Exercise:
Write the line that includes "target | white car door" and all subsequent lines, exactly as written, and nothing more.

Listed records:
=-=-=-=-=

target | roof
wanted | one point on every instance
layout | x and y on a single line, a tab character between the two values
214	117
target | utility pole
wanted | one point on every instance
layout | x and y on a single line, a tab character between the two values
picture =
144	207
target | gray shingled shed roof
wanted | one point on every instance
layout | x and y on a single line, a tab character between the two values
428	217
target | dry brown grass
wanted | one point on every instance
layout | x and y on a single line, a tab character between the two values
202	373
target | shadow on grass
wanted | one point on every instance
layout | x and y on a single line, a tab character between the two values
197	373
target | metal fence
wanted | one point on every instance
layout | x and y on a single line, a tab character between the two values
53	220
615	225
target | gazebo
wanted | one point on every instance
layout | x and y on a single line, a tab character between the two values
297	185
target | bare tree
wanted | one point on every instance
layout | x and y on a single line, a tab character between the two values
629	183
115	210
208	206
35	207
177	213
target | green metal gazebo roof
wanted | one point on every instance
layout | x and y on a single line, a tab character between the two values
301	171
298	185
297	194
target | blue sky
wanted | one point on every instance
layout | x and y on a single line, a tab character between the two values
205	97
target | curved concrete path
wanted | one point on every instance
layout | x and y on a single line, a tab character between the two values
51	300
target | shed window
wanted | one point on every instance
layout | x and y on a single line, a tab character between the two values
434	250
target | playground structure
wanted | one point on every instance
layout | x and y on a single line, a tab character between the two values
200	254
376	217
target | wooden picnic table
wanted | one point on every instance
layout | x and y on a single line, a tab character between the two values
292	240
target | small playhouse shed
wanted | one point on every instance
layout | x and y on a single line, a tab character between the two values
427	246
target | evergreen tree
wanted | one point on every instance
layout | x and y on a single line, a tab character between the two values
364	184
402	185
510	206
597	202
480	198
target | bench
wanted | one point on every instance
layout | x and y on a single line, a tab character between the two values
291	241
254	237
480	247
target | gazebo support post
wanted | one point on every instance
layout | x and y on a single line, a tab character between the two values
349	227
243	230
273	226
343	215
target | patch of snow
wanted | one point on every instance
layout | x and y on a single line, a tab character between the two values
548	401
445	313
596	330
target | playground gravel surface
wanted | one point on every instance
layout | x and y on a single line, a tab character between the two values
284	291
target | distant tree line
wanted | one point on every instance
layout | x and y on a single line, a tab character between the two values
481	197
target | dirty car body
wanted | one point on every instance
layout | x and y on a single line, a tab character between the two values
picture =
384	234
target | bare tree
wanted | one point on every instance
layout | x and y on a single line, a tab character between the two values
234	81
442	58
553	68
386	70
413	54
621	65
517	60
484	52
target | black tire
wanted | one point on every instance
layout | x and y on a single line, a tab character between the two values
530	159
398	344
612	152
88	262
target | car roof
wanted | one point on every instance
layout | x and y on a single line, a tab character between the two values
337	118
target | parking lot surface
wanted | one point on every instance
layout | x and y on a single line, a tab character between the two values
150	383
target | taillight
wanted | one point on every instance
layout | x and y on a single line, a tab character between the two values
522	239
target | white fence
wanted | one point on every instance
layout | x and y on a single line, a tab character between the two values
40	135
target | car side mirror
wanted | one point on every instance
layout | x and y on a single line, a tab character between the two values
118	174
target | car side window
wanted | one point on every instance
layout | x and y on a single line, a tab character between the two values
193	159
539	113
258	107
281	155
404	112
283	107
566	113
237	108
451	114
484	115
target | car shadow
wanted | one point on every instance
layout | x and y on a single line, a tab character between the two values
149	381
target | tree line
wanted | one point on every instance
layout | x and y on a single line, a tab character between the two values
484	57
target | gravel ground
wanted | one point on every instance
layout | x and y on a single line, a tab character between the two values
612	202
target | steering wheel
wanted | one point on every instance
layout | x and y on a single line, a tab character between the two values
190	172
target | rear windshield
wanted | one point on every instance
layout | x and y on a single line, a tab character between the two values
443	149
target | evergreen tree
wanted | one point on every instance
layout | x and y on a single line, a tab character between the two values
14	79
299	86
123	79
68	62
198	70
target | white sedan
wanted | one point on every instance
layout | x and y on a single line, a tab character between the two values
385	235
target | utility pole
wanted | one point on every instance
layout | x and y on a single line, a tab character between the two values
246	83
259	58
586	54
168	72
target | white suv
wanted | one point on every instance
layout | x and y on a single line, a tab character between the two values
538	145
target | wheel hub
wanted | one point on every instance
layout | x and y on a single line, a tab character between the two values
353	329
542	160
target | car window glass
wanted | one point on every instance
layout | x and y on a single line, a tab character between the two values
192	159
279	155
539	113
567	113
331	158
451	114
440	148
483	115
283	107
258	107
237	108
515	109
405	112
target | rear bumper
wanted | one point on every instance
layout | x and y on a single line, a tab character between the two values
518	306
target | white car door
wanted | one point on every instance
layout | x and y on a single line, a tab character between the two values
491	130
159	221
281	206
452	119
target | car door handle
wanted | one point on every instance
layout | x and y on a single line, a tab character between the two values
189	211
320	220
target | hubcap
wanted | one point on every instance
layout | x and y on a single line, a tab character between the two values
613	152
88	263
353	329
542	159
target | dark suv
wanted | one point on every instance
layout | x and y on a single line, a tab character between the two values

=-=-=-=-=

Result for this task:
target | white car door
wanted | one point on every instance
layout | x and y on a single line, a tab character between the two values
491	130
159	221
281	206
452	119
target | car door handle
wanted | one point on every instance
layout | x and y on a single line, a tab character between the two values
189	211
320	220
target | hubcap
wanted | one point on every instance
layout | x and y on a single line, a tab character between the two values
613	152
88	263
353	329
542	159
target | dark suv
wanted | one point on every instance
layout | x and y on a single line, a tab character between the two values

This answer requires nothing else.